[TASK STATEMENT] After locating the line that contains "point(137, 231)" in the data below, set down exactly that line and each one after it through the line that contains "point(95, 149)", and nothing more.
------ DATA RECORDS
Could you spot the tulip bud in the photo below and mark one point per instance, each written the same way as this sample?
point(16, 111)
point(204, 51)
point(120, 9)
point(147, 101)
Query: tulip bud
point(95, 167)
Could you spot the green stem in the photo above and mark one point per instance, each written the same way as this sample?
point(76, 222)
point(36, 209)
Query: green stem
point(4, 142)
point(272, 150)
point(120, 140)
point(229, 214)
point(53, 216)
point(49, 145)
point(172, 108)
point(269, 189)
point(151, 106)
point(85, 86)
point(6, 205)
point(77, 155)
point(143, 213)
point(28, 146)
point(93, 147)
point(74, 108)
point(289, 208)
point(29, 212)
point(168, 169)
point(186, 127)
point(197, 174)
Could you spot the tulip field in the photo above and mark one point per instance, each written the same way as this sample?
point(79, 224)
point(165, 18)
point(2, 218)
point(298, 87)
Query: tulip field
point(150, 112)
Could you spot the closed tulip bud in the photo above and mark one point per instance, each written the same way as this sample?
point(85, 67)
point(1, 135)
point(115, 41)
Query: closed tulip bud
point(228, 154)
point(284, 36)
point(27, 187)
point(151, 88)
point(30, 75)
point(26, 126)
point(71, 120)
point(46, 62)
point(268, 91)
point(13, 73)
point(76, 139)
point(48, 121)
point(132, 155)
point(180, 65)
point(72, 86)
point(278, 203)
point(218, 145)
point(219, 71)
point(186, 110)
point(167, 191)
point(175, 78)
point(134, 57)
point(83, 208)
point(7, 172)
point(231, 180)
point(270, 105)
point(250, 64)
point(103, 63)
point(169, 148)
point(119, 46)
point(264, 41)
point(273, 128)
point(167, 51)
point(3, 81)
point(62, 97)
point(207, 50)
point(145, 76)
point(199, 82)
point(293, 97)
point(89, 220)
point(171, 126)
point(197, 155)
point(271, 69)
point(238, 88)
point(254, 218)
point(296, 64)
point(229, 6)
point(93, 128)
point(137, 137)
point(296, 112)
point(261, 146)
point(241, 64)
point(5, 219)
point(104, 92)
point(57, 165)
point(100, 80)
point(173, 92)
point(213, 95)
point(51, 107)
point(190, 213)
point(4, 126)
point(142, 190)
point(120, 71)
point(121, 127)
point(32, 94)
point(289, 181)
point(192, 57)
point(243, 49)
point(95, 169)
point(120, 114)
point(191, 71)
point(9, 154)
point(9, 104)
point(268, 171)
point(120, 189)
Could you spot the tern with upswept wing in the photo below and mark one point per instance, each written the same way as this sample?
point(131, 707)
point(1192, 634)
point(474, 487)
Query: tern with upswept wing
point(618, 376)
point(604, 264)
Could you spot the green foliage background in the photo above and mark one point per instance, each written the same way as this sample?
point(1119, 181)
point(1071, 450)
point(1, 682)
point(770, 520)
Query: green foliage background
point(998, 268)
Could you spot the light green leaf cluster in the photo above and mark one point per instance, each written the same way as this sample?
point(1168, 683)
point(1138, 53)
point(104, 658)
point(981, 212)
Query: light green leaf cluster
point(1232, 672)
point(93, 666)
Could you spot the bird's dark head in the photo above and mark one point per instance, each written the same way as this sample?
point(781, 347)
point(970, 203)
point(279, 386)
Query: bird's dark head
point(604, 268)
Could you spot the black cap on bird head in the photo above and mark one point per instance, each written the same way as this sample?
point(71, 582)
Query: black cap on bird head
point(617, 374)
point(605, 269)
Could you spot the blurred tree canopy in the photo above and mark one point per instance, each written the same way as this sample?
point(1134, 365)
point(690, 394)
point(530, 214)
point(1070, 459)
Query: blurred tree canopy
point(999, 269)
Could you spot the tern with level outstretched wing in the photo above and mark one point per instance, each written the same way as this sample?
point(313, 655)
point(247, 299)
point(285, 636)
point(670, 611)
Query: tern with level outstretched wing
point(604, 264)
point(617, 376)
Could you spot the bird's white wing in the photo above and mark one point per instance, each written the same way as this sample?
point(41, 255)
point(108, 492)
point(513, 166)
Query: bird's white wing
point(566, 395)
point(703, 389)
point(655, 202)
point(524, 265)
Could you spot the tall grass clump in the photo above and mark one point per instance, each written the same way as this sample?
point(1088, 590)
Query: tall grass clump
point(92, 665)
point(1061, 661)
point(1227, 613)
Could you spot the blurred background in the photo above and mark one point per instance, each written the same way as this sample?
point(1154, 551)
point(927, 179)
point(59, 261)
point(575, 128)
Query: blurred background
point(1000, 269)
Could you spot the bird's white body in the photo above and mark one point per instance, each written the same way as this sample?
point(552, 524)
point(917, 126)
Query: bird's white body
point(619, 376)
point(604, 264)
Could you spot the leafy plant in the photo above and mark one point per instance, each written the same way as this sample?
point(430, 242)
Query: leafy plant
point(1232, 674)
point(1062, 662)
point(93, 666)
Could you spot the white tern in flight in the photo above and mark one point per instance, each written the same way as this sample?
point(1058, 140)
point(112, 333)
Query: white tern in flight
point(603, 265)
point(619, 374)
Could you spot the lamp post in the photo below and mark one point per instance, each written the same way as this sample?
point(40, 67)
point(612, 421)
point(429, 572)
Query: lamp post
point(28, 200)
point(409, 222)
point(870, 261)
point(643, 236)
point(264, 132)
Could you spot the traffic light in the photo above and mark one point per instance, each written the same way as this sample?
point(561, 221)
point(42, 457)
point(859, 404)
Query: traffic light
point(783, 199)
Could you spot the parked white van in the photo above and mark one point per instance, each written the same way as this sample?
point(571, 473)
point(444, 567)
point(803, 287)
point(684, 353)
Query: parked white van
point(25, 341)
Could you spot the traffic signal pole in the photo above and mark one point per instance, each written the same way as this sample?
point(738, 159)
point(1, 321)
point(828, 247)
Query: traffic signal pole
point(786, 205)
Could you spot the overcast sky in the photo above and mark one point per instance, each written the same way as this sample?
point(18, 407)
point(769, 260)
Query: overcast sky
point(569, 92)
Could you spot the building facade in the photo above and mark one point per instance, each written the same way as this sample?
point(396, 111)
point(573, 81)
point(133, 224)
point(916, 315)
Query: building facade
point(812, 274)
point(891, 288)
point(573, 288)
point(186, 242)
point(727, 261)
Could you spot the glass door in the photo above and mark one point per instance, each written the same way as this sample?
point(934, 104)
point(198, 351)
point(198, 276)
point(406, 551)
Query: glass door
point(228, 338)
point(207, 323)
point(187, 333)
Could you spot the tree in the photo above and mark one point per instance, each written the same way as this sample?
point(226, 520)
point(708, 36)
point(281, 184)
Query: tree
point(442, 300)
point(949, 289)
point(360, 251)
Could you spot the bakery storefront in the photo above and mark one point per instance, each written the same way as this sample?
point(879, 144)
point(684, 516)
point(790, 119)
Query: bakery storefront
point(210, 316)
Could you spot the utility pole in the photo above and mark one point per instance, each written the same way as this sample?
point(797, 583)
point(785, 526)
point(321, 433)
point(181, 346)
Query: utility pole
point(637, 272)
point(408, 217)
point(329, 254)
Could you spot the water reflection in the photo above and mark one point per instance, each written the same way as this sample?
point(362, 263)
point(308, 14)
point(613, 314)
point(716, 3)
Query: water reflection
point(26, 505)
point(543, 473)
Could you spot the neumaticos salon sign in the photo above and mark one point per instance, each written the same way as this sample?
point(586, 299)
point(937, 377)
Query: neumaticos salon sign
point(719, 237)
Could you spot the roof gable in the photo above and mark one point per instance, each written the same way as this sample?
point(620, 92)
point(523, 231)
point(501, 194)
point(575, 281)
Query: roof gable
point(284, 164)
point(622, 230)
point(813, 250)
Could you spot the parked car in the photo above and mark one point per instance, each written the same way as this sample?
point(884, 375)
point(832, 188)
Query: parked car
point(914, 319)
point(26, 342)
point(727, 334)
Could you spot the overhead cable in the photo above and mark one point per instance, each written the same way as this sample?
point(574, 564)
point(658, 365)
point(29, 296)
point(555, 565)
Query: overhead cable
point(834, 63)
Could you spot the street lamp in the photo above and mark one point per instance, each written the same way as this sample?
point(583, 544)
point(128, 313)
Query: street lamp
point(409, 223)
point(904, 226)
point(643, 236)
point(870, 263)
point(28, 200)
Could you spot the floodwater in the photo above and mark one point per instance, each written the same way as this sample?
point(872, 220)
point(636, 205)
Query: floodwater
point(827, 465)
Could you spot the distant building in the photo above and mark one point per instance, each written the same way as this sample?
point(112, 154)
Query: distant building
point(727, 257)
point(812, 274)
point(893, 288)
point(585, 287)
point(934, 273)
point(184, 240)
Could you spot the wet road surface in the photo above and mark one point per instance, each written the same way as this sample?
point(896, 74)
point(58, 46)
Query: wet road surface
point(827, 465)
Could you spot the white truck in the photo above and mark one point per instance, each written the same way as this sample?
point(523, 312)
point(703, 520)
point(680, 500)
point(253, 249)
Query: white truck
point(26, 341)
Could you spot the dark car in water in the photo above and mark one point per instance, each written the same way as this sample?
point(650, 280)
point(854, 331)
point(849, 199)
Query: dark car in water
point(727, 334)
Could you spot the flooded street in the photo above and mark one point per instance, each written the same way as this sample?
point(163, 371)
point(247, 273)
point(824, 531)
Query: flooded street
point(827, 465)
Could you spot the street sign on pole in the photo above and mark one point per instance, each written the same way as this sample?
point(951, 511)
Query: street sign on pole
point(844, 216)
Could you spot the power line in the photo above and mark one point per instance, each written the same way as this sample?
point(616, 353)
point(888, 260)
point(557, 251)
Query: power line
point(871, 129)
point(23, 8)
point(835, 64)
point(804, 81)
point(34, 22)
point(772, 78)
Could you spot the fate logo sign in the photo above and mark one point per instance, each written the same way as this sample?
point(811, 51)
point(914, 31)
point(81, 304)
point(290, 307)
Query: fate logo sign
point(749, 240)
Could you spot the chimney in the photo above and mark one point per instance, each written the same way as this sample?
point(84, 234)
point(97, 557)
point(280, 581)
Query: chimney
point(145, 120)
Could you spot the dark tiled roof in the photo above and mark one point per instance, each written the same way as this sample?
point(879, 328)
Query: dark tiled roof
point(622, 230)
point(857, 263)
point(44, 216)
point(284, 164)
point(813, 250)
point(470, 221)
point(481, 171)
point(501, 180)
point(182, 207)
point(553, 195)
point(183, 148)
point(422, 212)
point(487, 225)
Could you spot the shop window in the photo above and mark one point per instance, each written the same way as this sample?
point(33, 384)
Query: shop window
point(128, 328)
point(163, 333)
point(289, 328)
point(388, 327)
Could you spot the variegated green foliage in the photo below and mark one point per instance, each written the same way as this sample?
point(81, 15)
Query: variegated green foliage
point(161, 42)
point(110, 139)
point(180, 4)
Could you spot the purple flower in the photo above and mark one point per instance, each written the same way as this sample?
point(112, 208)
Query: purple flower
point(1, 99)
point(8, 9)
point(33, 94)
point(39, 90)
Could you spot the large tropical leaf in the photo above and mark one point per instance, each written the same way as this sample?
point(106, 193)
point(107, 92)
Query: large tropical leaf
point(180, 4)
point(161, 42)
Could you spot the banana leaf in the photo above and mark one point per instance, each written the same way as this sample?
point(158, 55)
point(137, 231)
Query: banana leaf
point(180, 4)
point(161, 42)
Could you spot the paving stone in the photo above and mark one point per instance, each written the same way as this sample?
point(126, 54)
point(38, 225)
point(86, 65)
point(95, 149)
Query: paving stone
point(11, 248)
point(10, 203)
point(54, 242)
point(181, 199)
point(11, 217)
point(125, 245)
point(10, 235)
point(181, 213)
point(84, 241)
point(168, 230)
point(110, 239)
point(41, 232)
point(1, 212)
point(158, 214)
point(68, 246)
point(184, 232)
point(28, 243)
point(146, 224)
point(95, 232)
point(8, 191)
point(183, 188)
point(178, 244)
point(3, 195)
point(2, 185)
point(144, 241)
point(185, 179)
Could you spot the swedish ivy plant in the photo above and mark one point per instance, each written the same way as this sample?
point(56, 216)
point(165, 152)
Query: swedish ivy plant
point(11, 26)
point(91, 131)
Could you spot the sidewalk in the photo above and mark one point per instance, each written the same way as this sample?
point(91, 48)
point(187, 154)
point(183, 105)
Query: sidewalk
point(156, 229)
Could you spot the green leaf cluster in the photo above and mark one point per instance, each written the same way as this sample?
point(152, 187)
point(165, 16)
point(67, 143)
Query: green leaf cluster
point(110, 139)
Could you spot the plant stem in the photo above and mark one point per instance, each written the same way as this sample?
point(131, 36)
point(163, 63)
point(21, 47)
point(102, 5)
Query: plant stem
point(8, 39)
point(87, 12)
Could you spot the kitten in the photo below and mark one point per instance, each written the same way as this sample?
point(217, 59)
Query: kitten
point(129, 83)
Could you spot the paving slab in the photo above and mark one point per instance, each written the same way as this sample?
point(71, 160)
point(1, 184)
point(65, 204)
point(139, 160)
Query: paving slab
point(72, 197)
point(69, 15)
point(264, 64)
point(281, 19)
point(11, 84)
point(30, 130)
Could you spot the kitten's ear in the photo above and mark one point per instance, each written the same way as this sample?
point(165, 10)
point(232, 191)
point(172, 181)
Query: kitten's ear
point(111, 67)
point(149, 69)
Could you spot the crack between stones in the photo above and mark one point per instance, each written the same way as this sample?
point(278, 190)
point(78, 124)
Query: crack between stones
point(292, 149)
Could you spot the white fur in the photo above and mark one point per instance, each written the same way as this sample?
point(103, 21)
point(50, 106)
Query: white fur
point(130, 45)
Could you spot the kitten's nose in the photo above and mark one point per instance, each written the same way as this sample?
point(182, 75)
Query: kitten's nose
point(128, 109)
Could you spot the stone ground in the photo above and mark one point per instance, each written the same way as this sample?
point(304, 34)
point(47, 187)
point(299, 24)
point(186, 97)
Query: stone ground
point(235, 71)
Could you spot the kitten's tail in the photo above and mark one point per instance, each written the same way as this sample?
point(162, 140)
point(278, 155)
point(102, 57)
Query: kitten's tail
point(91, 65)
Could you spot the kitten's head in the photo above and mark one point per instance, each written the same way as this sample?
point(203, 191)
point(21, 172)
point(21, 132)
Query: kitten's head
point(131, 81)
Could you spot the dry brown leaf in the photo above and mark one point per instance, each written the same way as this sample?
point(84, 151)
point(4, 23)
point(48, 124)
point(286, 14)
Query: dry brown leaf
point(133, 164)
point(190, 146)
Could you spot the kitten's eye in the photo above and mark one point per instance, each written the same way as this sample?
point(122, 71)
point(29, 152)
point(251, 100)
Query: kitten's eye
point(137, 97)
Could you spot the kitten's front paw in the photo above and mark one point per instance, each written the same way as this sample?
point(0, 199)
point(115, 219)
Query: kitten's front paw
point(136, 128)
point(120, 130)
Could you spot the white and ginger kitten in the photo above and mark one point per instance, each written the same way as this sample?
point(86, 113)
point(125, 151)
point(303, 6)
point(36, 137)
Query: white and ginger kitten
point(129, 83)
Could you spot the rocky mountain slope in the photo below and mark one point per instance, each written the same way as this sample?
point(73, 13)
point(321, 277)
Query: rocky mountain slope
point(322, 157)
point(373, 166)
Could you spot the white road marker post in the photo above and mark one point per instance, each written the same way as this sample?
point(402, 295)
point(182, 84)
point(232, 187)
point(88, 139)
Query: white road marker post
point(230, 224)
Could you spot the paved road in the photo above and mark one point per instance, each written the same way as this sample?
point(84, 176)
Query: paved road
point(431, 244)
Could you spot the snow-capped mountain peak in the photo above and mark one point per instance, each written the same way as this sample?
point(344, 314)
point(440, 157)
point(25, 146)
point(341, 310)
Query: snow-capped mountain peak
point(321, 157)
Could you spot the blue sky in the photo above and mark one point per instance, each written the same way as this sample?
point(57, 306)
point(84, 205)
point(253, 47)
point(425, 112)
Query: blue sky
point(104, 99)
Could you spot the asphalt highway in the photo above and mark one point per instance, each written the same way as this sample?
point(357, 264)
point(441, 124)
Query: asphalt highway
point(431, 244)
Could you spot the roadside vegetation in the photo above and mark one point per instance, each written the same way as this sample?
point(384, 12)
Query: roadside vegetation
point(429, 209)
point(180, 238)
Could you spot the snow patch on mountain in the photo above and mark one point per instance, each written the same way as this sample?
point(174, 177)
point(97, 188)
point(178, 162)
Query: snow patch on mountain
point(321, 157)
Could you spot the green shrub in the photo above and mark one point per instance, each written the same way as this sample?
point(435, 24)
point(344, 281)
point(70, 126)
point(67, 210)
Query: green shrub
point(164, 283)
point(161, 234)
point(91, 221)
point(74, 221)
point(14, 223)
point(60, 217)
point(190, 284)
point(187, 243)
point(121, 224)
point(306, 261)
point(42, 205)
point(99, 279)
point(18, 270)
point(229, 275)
------------
[ANSWER BOX]
point(137, 231)
Query: banana leaf
point(180, 4)
point(161, 42)
Could you spot the paving stone in the photo above and mark one point per instance, each written the same way as this sample?
point(126, 54)
point(38, 225)
point(86, 65)
point(95, 149)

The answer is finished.